ARTIGO
---
Visitar o Museu Julio de Castilhos, no Centro de Porto Alegre, é sentir a vivacidade da história do Rio Grande do Sul. No casarão de 1887, estão guardadas peças que remetem a mulheres e homens farroupilhas, chimangos, maragatos, negros, indígenas e imigrantes de diversas origens, todos formadores desse mosaico de identidades da cultura gaúcha. A casa onde morou o governador gaúcho pioneiro da defesa da República é o equipamento cultural mais antigo do Estado, transformado em museu em 30 de janeiro de 1903.
Rumo ao futuro, o museu vem adotando uma série de medidas para que toda essa carga histórica permaneça pulsante. A principal é a restauração completa dos dois prédios (a casa ao lado foi incorporada pelo museu em 1975), prevista para iniciar em 2021. O restauro será possível devido ao aporte financeiro de R$ 10,5 milhões que a Secretaria de Estado da Cultura conseguiu em 2019 via edital do Fundo de Defesa de Direitos Difusos do Ministério da Justiça e Segurança Pública.
A conquista é significativa, na medida em que o projeto prevê a construção de um terceiro prédio anexo, para onde serão realocadas as reservas técnicas do museu. É lá que ficará a maior parte do acervo de 10 mil peças, formado por instrumentos bélicos e musicais, veículos, fotografias, documentos, indumentária e objetos, alguns datados de centenas de anos.
O estado atual do prédio preocupa a equipe do museu, que recebe, anualmente, 20 mil visitantes. Em alguns ambientes, o assoalho está deteriorado a tal ponto que poderia ceder se não houvesse intervenção. Além disso, a falta de climatização correta e as falhas de vedação nas reservas técnicas somadas à ausência de manutenção provocaram danos no acervo, inclusive com acúmulo de poeira e sujeira. Com o projeto, será realizado o restauro do assoalho, teto e paredes, além da parte elétrica e hidrossanitária, a climatização adequada com construção de teto verde em alguns ambientes, a execução do paisagismo nos pátios, a produção de mobiliário expositivo e acessibilidade para pessoas com deficiência.
Marcelo Arioli, diretor do Instituto dos Arquitetos do Brasil no Estado (IAB-RS), explica que o objetivo final de um projeto de restauro "é reabilitar a edificação para o uso proposto sem gerar uma perda de seu valor cultural, de modo que as intervenções necessárias devem dialogar com o existente, porém sempre deixando clara a questão temporal entre o novo e o antigo". Esta será a primeira vez que o museu passará por uma obra completa de restauro. Todas as manifestações patológicas, termo designado para os desgastes e as deteriorações do prédio, foram analisadas e serão resolvidas com as obras. "O museu passou por várias obras desde os anos 1980, mas foram intervenções pontuais. Nunca houve um restauro total", aponta a museóloga e diretora do museu, Doris Couto.
---
O QUE FAZER
A: Reproduza palavra por palavra o trecho do artigo sobre o Museu Julio de Castilhos que vai de "Marcelo Arioli, diretor" até "museu, Doris Couto.", incluindo este último.
B: Dê continuidade ao artigo sobre o Museu Julio de Castilhos, começando logo após a última frase apresentada.
Os registros não têm nenhuma relação com o artigo.
---
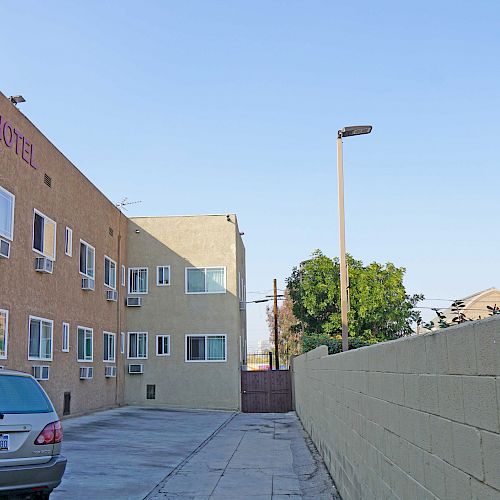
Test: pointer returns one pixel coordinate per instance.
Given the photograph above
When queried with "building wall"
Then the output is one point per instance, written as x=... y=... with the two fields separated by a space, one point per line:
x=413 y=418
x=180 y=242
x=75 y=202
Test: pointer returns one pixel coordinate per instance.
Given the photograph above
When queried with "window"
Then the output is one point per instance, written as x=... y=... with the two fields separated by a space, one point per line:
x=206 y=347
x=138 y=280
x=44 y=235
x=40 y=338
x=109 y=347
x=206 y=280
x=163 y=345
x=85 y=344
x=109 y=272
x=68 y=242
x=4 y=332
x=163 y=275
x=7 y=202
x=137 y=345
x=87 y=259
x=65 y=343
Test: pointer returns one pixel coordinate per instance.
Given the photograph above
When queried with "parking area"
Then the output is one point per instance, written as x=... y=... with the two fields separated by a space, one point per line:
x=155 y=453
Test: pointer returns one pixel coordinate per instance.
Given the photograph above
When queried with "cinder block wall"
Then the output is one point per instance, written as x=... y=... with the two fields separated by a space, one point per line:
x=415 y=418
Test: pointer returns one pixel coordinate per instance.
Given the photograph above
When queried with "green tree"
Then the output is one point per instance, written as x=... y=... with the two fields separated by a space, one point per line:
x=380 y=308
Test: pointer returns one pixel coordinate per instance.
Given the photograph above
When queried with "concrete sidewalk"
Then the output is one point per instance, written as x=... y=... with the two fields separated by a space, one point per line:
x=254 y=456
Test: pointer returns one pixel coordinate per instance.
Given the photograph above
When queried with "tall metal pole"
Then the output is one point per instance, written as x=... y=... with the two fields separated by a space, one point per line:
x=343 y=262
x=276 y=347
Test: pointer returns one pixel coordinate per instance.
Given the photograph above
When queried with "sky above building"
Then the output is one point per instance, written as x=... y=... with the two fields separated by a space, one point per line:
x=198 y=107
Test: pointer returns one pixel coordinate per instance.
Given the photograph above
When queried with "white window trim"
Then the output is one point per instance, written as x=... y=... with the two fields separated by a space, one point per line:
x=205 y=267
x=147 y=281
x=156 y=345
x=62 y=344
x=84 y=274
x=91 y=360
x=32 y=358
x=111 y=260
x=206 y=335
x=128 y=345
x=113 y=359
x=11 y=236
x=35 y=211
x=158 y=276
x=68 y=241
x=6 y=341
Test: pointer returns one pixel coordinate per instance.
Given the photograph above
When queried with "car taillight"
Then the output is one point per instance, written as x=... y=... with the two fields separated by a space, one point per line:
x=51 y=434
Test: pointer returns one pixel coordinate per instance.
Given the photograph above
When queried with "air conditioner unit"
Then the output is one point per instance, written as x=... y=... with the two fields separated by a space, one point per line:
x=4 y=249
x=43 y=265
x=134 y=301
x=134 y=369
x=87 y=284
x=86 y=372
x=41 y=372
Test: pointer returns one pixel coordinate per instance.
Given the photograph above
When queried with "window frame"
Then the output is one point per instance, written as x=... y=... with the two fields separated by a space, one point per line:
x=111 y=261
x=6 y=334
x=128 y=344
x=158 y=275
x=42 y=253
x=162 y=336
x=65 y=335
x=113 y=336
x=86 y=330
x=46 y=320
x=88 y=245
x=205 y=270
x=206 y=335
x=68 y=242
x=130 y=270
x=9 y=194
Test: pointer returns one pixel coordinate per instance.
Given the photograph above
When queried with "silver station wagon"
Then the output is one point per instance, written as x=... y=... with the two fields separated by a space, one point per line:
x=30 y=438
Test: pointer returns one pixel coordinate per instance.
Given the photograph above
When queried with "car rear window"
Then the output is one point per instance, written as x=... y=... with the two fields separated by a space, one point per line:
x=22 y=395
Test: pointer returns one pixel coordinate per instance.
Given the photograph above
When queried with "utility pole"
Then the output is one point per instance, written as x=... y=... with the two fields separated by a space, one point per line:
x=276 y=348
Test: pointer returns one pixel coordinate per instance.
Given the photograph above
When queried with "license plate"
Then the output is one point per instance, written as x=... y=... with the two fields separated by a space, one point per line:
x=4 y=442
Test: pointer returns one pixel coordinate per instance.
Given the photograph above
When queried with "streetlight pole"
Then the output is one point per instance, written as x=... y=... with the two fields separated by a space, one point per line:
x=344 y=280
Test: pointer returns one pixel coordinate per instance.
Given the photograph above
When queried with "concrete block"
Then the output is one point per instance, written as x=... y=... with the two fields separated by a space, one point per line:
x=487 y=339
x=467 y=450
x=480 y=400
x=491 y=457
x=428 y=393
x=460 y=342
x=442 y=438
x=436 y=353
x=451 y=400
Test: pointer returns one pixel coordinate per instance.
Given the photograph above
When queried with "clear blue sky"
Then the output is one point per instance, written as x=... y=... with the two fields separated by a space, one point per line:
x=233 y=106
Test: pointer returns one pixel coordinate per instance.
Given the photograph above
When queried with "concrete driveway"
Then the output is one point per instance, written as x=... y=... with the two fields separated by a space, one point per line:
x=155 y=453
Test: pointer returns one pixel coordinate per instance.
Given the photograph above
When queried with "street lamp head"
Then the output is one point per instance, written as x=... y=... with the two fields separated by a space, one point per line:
---
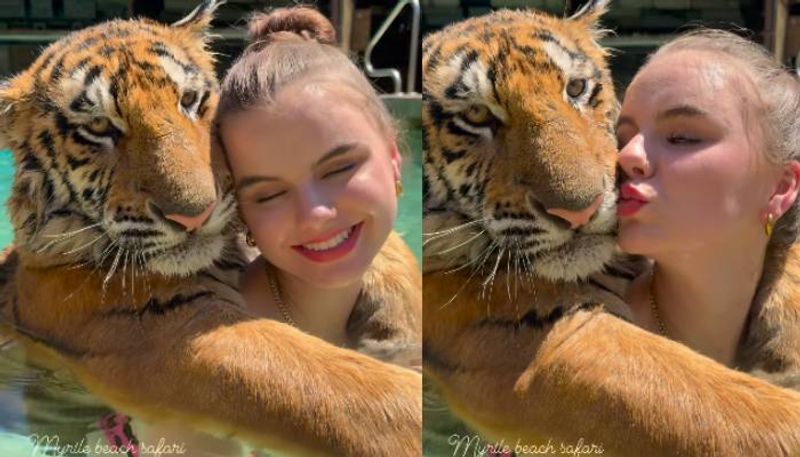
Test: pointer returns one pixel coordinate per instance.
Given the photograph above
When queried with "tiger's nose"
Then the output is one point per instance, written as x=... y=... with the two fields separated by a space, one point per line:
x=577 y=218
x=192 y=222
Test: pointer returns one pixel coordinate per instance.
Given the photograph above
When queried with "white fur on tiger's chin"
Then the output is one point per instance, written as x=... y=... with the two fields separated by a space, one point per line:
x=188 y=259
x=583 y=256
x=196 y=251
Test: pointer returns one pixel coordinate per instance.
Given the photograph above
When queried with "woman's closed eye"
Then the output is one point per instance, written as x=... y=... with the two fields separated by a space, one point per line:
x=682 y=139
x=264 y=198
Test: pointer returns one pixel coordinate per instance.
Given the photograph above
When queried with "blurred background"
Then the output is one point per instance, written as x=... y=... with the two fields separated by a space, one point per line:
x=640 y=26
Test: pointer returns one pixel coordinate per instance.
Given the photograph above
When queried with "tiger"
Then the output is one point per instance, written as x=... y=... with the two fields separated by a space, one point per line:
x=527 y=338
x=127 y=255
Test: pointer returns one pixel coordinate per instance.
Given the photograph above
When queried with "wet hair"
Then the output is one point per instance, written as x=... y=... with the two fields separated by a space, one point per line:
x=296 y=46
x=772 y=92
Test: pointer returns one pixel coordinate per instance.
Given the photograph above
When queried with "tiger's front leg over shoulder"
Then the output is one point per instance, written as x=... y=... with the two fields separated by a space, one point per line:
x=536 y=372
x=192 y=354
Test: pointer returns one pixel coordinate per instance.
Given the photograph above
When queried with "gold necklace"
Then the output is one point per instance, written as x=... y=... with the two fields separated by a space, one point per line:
---
RESPOSTAS POR TAREFA
A:
Marcelo Arioli, diretor do Instituto dos Arquitetos do Brasil no Estado (IAB-RS), explica que o objetivo final de um projeto de restauro "é reabilitar a edificação para o uso proposto sem gerar uma perda de seu valor cultural, de modo que as intervenções necessárias devem dialogar com o existente, porém sempre deixando clara a questão temporal entre o novo e o antigo". Esta será a primeira vez que o museu passará por uma obra completa de restauro. Todas as manifestações patológicas, termo designado para os desgastes e as deteriorações do prédio, foram analisadas e serão resolvidas com as obras. "O museu passou por várias obras desde os anos 1980, mas foram intervenções pontuais. Nunca houve um restauro total", aponta a museóloga e diretora do museu, Doris Couto.

B:
A secretária estadual de Cultura, Beatriz Araujo, ressalta que o museu foi priorizado entre os equipamentos culturais do Estado na busca por recursos devido à situação crítica de conservação do prédio. "Trata-se de um projeto completo, de restauração e ampliação, que já estava contratado por conta do PAC Cidades Históricas, em fase final de elaboração quando iniciamos nossa gestão", explica. O Programa de Aceleração do Crescimento (PAC) do governo federal financiou a elaboração do projeto de restauro, mas faltavam os recursos para executar as obras, problema resolvido com o Fundo de Direitos Difusos.
Os recursos já foram empenhados, e o projeto arquitetônico, finalizado depois de quatro anos de trabalho, já está aprovado pelo Iphan e pelo Iphae, órgãos responsáveis pelos bens tombados em âmbito federal e estadual, respectivamente. O próximo passo é a aprovação pela Caixa Econômica Federal, o que deve ocorrer até novembro. Após a liberação, começa o processo de licitação para a escolha da empresa que executará as obras, etapa prevista para 2021.
Depois de iniciadas as obras, a diretora do museu não descarta a possibilidade de ter que fechar totalmente os prédios no período de restauro, já que seria impossível expor as peças sem causar danos. Caso a nova reserva técnica seja construída antes do restauro nos casarões existentes, no entanto, será possível manejar o acervo de forma a manter as casas abertas ao público.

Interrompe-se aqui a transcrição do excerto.